→ GOAL
Rescale the records starting at the line that contains "of the concrete" and ending at the end of the records: repeat only those lines, requests included, and multiply each answer coordinate by 1.2, rounding to whole numbers with halves rounded up, while leaving the sample points in the requests unchanged. Leave the pictures out of your answer.

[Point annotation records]
****
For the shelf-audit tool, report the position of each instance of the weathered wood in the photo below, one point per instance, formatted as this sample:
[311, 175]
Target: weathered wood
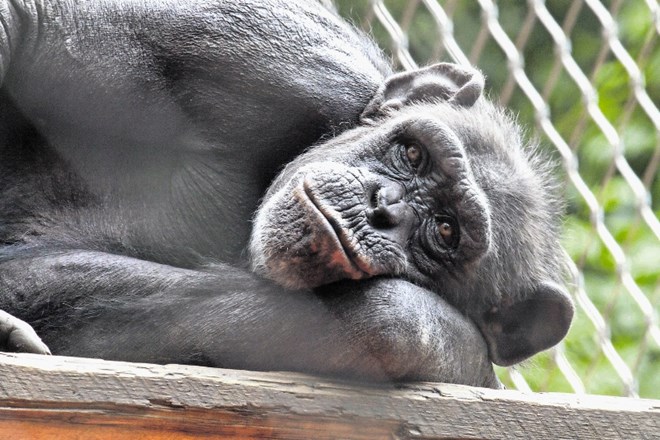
[56, 397]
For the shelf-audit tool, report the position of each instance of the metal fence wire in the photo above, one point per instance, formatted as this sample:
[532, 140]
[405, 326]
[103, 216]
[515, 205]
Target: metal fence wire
[585, 74]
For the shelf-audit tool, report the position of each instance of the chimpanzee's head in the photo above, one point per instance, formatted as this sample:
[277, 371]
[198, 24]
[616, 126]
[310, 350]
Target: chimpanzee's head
[437, 187]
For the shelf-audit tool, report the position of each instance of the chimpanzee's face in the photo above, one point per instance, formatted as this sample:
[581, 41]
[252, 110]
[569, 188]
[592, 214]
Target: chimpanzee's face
[424, 194]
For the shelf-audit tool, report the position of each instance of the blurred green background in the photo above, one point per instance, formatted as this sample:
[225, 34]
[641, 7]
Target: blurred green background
[588, 351]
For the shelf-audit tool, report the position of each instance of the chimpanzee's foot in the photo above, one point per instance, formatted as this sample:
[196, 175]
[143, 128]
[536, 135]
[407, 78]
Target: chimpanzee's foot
[17, 335]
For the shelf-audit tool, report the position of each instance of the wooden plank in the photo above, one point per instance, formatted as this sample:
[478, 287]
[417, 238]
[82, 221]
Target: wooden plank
[44, 397]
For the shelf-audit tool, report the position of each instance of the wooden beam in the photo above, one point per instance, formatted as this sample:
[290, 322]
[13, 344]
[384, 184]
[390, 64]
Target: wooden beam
[51, 397]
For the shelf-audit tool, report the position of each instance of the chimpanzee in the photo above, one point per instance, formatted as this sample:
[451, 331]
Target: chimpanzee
[415, 240]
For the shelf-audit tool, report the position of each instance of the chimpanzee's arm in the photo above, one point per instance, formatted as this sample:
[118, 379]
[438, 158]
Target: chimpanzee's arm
[115, 307]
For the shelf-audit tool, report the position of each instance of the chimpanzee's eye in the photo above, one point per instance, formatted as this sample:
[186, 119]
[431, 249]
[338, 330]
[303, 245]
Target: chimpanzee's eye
[448, 230]
[414, 154]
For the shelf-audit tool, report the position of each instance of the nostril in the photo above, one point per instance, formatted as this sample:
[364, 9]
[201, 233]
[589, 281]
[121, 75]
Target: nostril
[374, 197]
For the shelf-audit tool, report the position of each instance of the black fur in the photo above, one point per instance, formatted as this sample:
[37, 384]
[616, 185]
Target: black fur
[136, 140]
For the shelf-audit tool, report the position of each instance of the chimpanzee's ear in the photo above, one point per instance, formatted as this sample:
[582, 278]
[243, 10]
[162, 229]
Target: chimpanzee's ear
[443, 81]
[517, 331]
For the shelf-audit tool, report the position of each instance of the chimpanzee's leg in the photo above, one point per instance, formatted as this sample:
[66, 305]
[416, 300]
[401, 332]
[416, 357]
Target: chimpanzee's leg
[103, 305]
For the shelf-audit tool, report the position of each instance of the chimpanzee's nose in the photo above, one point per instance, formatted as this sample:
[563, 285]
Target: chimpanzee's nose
[388, 213]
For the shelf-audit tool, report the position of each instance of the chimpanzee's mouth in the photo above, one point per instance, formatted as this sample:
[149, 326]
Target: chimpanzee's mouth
[355, 265]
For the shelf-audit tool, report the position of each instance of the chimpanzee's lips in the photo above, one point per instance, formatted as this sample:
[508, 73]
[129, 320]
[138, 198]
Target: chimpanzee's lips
[354, 265]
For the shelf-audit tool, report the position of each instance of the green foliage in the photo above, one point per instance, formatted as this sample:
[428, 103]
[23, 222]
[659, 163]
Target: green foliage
[625, 324]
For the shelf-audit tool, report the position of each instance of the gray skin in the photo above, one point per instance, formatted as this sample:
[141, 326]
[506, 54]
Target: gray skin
[444, 194]
[136, 140]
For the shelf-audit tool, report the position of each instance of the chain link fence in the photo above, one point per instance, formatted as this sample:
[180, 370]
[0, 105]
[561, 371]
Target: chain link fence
[585, 74]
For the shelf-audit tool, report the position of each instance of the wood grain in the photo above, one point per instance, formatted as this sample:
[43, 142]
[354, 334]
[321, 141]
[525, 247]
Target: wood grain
[50, 397]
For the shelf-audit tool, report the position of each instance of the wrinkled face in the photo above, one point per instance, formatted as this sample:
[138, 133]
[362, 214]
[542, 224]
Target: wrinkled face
[399, 198]
[442, 195]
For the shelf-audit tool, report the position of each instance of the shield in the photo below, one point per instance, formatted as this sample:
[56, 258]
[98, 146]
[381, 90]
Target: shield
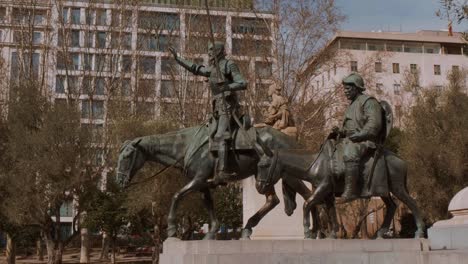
[387, 117]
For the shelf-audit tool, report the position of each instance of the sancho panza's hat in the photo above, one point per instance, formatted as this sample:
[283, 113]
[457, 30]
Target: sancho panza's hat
[354, 79]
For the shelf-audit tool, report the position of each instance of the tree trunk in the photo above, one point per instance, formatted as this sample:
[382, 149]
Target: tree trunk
[84, 256]
[113, 249]
[105, 247]
[11, 250]
[39, 249]
[50, 249]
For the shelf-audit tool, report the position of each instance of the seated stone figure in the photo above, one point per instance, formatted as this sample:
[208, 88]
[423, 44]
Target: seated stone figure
[277, 114]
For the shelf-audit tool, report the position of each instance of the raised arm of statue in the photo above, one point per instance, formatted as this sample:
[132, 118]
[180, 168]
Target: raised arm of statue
[190, 66]
[238, 81]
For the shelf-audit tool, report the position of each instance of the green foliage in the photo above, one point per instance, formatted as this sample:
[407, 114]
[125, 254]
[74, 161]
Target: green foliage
[436, 146]
[105, 211]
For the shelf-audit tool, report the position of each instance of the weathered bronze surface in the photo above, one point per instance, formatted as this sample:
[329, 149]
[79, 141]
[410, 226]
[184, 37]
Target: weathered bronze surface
[188, 150]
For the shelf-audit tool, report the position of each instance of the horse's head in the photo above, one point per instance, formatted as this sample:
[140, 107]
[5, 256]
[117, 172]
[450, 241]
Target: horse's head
[130, 160]
[267, 174]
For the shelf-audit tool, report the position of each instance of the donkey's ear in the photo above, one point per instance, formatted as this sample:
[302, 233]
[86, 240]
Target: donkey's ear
[124, 145]
[136, 142]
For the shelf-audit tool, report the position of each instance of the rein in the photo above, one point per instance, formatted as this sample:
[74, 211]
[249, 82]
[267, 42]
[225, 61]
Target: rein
[166, 167]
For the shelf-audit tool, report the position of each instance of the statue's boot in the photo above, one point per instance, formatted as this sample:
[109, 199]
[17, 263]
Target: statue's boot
[351, 181]
[222, 176]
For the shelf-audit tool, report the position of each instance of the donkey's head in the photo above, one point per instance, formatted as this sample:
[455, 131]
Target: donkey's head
[131, 159]
[267, 175]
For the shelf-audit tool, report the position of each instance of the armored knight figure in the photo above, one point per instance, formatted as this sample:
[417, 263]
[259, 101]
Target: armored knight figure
[362, 126]
[224, 82]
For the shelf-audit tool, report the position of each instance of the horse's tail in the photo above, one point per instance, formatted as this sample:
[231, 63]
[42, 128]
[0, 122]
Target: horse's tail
[289, 196]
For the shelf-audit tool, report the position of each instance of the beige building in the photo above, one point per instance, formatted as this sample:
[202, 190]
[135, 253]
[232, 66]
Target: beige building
[388, 61]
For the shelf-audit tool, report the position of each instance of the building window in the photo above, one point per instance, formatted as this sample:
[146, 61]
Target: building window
[396, 88]
[167, 88]
[99, 84]
[413, 48]
[378, 66]
[413, 68]
[100, 63]
[65, 15]
[2, 14]
[146, 88]
[396, 67]
[147, 65]
[75, 16]
[263, 69]
[436, 69]
[168, 66]
[394, 47]
[126, 87]
[101, 40]
[126, 63]
[92, 109]
[354, 66]
[60, 84]
[37, 38]
[101, 17]
[75, 38]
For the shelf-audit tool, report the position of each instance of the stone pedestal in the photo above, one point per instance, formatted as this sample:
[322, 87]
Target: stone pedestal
[452, 233]
[391, 251]
[276, 224]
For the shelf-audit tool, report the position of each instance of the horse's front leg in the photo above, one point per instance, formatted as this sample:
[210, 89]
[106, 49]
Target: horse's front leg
[271, 202]
[193, 185]
[208, 202]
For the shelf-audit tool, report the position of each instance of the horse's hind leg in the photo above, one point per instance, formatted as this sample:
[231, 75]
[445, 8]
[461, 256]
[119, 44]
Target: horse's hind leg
[391, 207]
[331, 213]
[305, 192]
[403, 196]
[191, 186]
[270, 203]
[208, 202]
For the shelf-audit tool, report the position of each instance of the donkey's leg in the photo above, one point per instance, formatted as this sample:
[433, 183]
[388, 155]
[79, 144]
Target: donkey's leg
[331, 213]
[317, 198]
[270, 203]
[404, 196]
[208, 202]
[391, 207]
[193, 185]
[301, 188]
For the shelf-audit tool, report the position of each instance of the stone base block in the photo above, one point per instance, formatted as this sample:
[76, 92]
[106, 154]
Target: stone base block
[449, 237]
[391, 251]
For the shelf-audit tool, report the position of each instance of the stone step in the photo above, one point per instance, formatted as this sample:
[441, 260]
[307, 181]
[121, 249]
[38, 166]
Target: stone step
[388, 251]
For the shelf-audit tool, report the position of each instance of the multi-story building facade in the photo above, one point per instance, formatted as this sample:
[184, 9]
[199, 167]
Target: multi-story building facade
[92, 50]
[390, 62]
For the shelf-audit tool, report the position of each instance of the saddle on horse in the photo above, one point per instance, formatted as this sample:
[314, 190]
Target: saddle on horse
[373, 180]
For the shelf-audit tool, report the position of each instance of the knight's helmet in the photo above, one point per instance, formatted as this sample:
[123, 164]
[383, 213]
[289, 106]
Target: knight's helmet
[355, 79]
[219, 50]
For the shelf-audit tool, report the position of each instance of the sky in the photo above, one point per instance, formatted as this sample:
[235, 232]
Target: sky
[392, 15]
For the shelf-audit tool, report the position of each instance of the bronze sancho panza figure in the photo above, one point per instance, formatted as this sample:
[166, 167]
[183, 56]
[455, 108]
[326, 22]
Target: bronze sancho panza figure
[224, 79]
[362, 126]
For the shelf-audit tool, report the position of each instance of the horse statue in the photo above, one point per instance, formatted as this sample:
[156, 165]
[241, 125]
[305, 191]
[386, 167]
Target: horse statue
[188, 150]
[318, 169]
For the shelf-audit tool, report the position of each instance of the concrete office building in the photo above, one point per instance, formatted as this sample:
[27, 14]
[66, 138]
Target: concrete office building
[85, 44]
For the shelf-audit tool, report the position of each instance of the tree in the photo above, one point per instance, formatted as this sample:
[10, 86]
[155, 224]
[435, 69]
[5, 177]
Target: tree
[435, 145]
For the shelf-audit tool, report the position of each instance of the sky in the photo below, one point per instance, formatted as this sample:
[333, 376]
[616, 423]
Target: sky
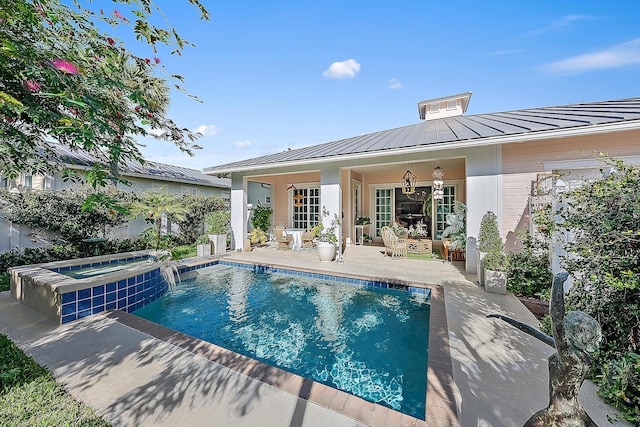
[275, 75]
****
→ FINISHED EXERCISE
For the shelf-audit tool, report the position of each instance of the concrete office building in the photo above, one point per instance, formatted as this sample:
[27, 14]
[66, 138]
Target: concrete office building
[102, 53]
For the shelf-audit tool, report the position of each instance of the tree in the photo above, one point per instance, formatted as this sample:
[10, 86]
[155, 224]
[435, 69]
[5, 177]
Target: tree
[522, 174]
For the shelf-audit tool, report the position of each instance of the sky in the photo below, one point per instance, formatted as this sample:
[333, 376]
[616, 423]
Target: sky
[330, 90]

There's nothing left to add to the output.